# [WHAT IS NEEDED]
The word to find is "green". State how many lines below contain it, giving only the number.

◇ ◇ ◇ ◇

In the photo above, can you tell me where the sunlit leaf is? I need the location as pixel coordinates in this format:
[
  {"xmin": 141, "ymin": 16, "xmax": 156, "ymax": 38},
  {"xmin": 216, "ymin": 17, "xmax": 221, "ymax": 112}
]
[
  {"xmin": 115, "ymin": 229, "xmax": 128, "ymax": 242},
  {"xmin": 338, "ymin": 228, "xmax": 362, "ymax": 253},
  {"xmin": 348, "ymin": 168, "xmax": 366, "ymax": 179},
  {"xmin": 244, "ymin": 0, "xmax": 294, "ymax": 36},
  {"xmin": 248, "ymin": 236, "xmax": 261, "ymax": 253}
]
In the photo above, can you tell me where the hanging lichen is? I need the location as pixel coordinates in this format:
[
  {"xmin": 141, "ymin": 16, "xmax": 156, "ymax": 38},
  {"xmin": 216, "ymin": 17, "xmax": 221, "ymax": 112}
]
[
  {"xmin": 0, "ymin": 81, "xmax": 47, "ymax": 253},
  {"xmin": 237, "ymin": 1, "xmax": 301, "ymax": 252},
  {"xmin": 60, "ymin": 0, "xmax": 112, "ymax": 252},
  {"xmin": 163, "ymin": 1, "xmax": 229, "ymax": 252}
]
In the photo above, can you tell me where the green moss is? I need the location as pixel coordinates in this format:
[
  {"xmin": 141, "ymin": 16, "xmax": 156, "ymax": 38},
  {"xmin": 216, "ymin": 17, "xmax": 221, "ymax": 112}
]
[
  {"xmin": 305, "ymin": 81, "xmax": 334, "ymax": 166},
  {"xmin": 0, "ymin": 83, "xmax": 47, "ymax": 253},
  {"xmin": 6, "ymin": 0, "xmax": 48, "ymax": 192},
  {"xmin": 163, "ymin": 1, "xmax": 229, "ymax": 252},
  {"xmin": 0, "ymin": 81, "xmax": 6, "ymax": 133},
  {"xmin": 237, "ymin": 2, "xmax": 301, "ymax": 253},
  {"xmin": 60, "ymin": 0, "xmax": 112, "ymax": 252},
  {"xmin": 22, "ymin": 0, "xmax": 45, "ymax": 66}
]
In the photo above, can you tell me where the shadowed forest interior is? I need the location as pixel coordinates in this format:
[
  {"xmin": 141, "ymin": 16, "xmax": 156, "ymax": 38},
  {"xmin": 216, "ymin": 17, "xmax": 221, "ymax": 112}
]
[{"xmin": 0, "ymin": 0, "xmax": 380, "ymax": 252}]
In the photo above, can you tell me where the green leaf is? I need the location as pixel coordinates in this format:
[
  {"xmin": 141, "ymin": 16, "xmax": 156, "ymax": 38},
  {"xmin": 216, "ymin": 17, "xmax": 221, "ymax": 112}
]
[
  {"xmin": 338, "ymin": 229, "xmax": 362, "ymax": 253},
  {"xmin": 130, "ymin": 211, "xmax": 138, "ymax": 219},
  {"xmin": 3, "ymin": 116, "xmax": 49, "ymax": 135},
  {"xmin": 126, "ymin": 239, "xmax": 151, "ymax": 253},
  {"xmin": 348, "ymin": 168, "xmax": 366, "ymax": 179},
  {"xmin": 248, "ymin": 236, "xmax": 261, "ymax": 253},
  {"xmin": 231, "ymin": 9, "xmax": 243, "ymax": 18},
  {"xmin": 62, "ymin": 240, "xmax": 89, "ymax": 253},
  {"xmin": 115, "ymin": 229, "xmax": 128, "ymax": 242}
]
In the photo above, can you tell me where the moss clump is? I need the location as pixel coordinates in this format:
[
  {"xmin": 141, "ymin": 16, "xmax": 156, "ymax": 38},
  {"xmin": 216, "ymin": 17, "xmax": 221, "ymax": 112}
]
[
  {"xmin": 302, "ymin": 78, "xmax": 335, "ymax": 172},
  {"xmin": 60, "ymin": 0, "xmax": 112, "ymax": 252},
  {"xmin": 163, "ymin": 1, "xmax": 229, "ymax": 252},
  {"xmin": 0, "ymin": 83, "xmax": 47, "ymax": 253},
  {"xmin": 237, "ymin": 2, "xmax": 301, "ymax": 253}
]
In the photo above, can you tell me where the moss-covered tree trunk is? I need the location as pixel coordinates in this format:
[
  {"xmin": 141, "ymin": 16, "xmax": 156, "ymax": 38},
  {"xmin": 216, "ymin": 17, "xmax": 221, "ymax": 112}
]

◇ ◇ ◇ ◇

# [ANSWER SECTION]
2